■ To be done
Give every line back verbatim, dropping all images.

* Begin Task data *

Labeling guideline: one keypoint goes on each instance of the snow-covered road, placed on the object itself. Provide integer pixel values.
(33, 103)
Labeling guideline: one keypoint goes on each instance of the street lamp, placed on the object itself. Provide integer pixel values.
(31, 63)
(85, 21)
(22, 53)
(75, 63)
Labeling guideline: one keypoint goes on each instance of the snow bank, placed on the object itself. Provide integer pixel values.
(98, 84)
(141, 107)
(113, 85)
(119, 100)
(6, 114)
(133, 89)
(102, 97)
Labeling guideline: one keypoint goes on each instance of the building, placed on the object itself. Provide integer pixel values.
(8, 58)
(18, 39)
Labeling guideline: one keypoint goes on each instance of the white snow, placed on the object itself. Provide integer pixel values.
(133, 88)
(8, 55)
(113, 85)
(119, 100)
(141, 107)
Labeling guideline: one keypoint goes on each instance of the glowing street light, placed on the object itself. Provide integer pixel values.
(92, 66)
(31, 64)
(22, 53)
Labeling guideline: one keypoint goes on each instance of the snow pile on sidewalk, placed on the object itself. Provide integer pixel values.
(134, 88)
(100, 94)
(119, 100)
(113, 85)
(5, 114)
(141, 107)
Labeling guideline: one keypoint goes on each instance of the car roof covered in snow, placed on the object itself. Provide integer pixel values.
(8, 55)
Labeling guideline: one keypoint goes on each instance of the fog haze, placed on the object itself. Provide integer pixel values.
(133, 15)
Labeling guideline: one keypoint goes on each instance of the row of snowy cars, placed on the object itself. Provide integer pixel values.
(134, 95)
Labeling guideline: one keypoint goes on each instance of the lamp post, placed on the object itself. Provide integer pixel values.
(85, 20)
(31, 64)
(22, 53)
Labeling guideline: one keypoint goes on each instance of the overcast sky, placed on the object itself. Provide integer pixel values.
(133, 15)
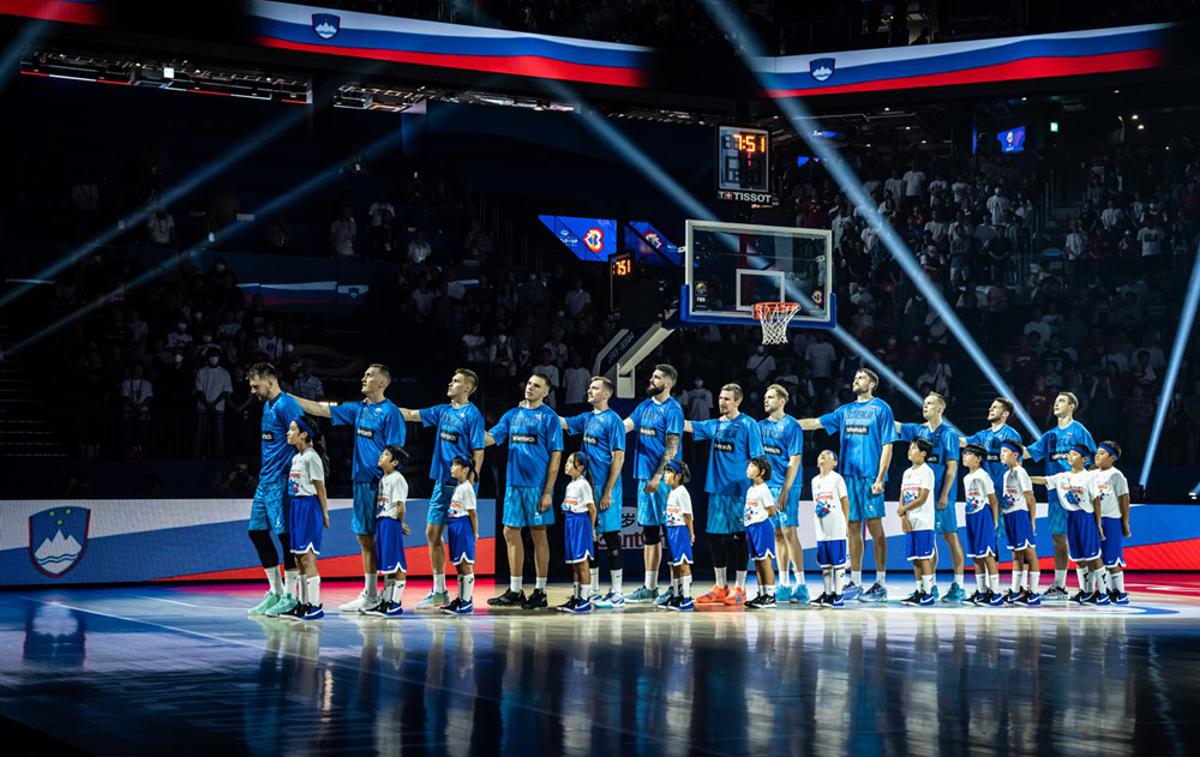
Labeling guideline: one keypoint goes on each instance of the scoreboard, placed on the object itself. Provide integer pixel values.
(743, 164)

* End Task data *

■ Task answer
Labeling guideline: one keypoint goes on each instance of the snow-covered road, placed on the object itself. Provide integer pixel values.
(33, 103)
Labeling guideline: one keypoint goes on each instance of the street lamp, placed on the object itself. Provide integer pixel values.
(31, 63)
(85, 21)
(22, 53)
(75, 63)
Labeling guideline: one keypoint goes on each instance of the snow bank, placed on the object itself. Provide integer pixel values.
(98, 84)
(141, 107)
(113, 85)
(119, 100)
(6, 114)
(133, 89)
(102, 97)
Labeling guideline: one keypoint goes on each instance of the building, placed on the object itself. Provide integer pixel values.
(8, 58)
(18, 39)
Labeling guideline: one keypoint goes on each instance of the white snow, placed on the object itself. Provide integer pixel values.
(133, 88)
(8, 55)
(113, 85)
(119, 100)
(141, 107)
Labeling guideline: one keypoint goes on each instance of the glowing street light, placed on the object itself. Provide integer pixel values.
(92, 66)
(31, 64)
(22, 53)
Labeling guideline: one keypoint goes on each instance of the snow pile on sidewalk, placed on the object itself. Provide integer pixel values.
(134, 88)
(100, 94)
(119, 100)
(113, 85)
(5, 114)
(141, 107)
Labeling guideline: one keypoint goes on each instance of the car roof covered in snow, placed on the object itself. Provide integer pixel values.
(8, 55)
Labeling guideline: one keypoint goes on each instance of the fog haze, placed on the object itself. Provide integer pixel values.
(133, 15)
Labeling guideline: one keypoint goes on each instance of the row of snowy cars, placed on the object itself. Provide integer pixel values.
(134, 95)
Labeling guideline: one keypoint goes on each instance of the lamp post, placed on the object itself. Provide integer pixel values.
(85, 20)
(31, 64)
(22, 53)
Labeling guideline: one keypoint goes on each instance of the overcast sky, placed on the object itself. Provide integer pixel values.
(133, 15)
Labeling guideline: one keypoint goes on each instance of the scoreboard, placed on the object itself. Provide integer pixel values.
(743, 164)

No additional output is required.